PASSAGE TO READ:
_ _ _ _

Nae Trump and elbows up—Canadians stand opposed to authoritarianism and fascism.

“You get people brainwashed, you prey on their fears, you set them against other people that haven’t done anything them,” Beneteau told Work-Bites. “Vulnerable people are losing services, losing health care, losing food stamps—plenty of people on food stamps are working people and just can’t make ends meet. It’s terrifying to me that people in need are being cut off from the services that help them—and all to the benefit of billionaires and multimillionaires. Five years ago, I wouldn’t have thought [Trump] could get away with what he’s doing now.”

As grave as the circumstances might’ve been, the Montrealers Work-Bites spoke to still delighted in also seeing Donald Trump depicted as a 10 to 12-foot-tall cartoon chicken imprisoned behind bars at Place du Canada. 

Thirty-nine-year-old Canadian-American Taran Singh Brar created the inflatable balloon back in 2017 and has since taken it around the world. This weekend, he said Donald Trump is an “active threat to civil society, free speech, democracy—and every Canadian and American life in continent.”

“Donald Trump means every threat he utters,” Brar told Work-Bites. “So, whether it’s Canada as the 51st state, or whether he wants to use the military on protesters, which we see happening right now, that is what he indents to do.”

“I don’t hate you if I disagree with you.” Former Montreal City Council Member Justine McIntyre talks about the meaning of democracy.

Local Montrealer Linda Bellerose said Canada has it’s own far right “menace” in the person of Conservative Party leader Pierre Poilievre.

“We voted no last time, but it’s still a treat hovering over us,” she said. “We’re not safe from it.”

Elementary school teacher Aurora D’anna said Canada could, indeed, end up with its own version of Trump if it isn’t careful.

“We’re headed in that direction,” she said.  “If you look at what’s happening around the world I think this is where it’s going. Unfortunately, people believe these lies that are being said [by the far right].”

Tipton said she certainly hopes that Canada doesn’t follow the same path as the United States, “But the thing is, she added, “that kind of vitriol and rhetoric is spreading worldwide.”

Montreal residents Linda Bellerose and Sterling Tipton arrived early to Saturday’s anti-Trump rally at Place du Canada.

"And  just because we’re across the border doesn’t mean we’re immune from it,” she said. " If we don’t act now and stand our ground for our home turf it could happen here just as easily. I have interests on both sides of the border. You can’t disentangle our dependency on the American economy and vice-versa—if that ship goes down, we go with it.”

Much like New York City, Montreal is in the midst of its own municipal elections. But unlike the current American president—former Montreal City Council Member Justine McIntyre said that she likes it when people disagree with her.

“I like it when we disagree because it gives me a chance to explain why I disagree and to hear from somebody I disagree with and see if there is a way that we can make this work together,” she said. “Is there a way we can have these two conflicting opinions and still talk about them, and still make it work? And there is—and that’s called democracy. If we stop listening to each other, that person becomes our enemy. That’s what’s happening with Donald Trump right now—that’s what he wants us to do. That’s what he wants us to feel—and it’s so important that we refuse that. I don’t hate you if I disagree with you.”

_ _ _ _

DATA RECORDS:
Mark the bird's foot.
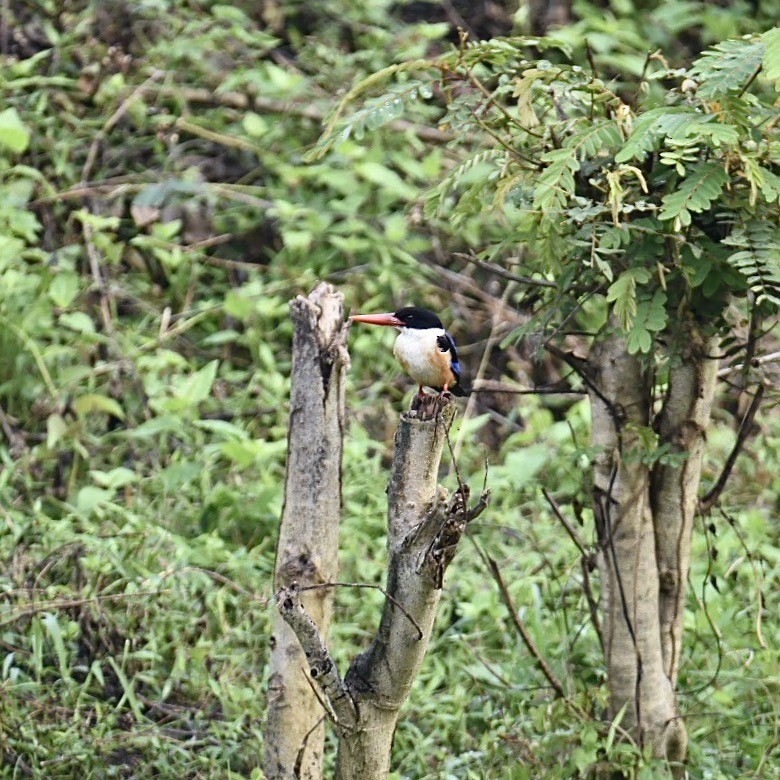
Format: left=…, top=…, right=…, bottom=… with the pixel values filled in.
left=410, top=392, right=452, bottom=420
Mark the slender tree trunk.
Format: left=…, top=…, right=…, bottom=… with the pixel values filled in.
left=651, top=322, right=718, bottom=684
left=263, top=284, right=349, bottom=780
left=277, top=402, right=487, bottom=780
left=588, top=332, right=685, bottom=760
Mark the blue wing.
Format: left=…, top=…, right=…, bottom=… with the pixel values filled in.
left=436, top=330, right=460, bottom=382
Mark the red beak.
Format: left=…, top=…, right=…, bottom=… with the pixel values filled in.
left=349, top=314, right=403, bottom=328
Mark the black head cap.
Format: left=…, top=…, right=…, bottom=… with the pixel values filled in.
left=394, top=306, right=444, bottom=330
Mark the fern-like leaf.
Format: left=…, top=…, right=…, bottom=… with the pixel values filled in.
left=564, top=119, right=621, bottom=160
left=534, top=147, right=580, bottom=212
left=424, top=149, right=507, bottom=217
left=658, top=163, right=729, bottom=230
left=723, top=221, right=780, bottom=308
left=761, top=27, right=780, bottom=81
left=615, top=107, right=699, bottom=163
left=690, top=38, right=766, bottom=100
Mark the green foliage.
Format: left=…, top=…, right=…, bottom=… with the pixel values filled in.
left=658, top=163, right=729, bottom=231
left=690, top=38, right=766, bottom=99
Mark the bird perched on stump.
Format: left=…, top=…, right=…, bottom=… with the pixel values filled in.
left=349, top=306, right=468, bottom=397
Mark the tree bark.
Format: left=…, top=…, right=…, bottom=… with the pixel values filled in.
left=277, top=400, right=487, bottom=780
left=588, top=331, right=685, bottom=761
left=263, top=284, right=349, bottom=780
left=651, top=322, right=718, bottom=685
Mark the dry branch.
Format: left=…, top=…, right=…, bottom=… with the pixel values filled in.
left=263, top=284, right=349, bottom=780
left=277, top=399, right=487, bottom=780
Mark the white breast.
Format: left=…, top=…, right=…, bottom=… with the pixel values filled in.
left=393, top=328, right=452, bottom=387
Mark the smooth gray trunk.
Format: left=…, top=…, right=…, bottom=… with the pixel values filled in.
left=263, top=284, right=349, bottom=780
left=588, top=332, right=685, bottom=761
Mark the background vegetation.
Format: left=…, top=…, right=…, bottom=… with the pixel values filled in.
left=0, top=0, right=780, bottom=778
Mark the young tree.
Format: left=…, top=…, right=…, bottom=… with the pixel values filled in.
left=314, top=29, right=780, bottom=766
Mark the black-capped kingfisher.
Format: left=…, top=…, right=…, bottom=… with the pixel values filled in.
left=349, top=306, right=468, bottom=397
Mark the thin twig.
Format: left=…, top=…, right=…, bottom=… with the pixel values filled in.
left=293, top=716, right=327, bottom=778
left=721, top=510, right=767, bottom=650
left=699, top=384, right=765, bottom=512
left=542, top=487, right=590, bottom=558
left=276, top=583, right=358, bottom=728
left=145, top=86, right=455, bottom=143
left=718, top=352, right=780, bottom=379
left=298, top=582, right=423, bottom=640
left=580, top=555, right=604, bottom=652
left=452, top=282, right=516, bottom=461
left=453, top=252, right=558, bottom=290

_ _ _ _

REQUIRED WORK:
**1.** Name every person the Montreal rally article quotes directly.
**2.** Reproduce the part of the Montreal rally article between "Montreal residents Linda" and "disagree with her.", inclusive.
**3.** Answer these from the Montreal rally article:
(a) In what year did Taran Singh Brar create the inflatable balloon?
(b) Whom does Linda Bellerose name as Canada's own far right "menace"?
(c) What is Aurora D’anna's occupation?

EXERCISE SOLUTIONS:
**1.**
Beneteau
Taran Singh Brar
Justine McIntyre
Linda Bellerose
Aurora D’anna
Sterling Tipton

**2.**
Montreal residents Linda Bellerose and Sterling Tipton arrived early to Saturday’s anti-Trump rally at Place du Canada.

"And  just because we’re across the border doesn’t mean we’re immune from it,” she said. " If we don’t act now and stand our ground for our home turf it could happen here just as easily. I have interests on both sides of the border. You can’t disentangle our dependency on the American economy and vice-versa—if that ship goes down, we go with it.”

Much like New York City, Montreal is in the midst of its own municipal elections. But unlike the current American president—former Montreal City Council Member Justine McIntyre said that she likes it when people disagree with her.

**3.**
(a) 2017
(b) Pierre Poilievre, the Conservative Party leader
(c) Elementary school teacher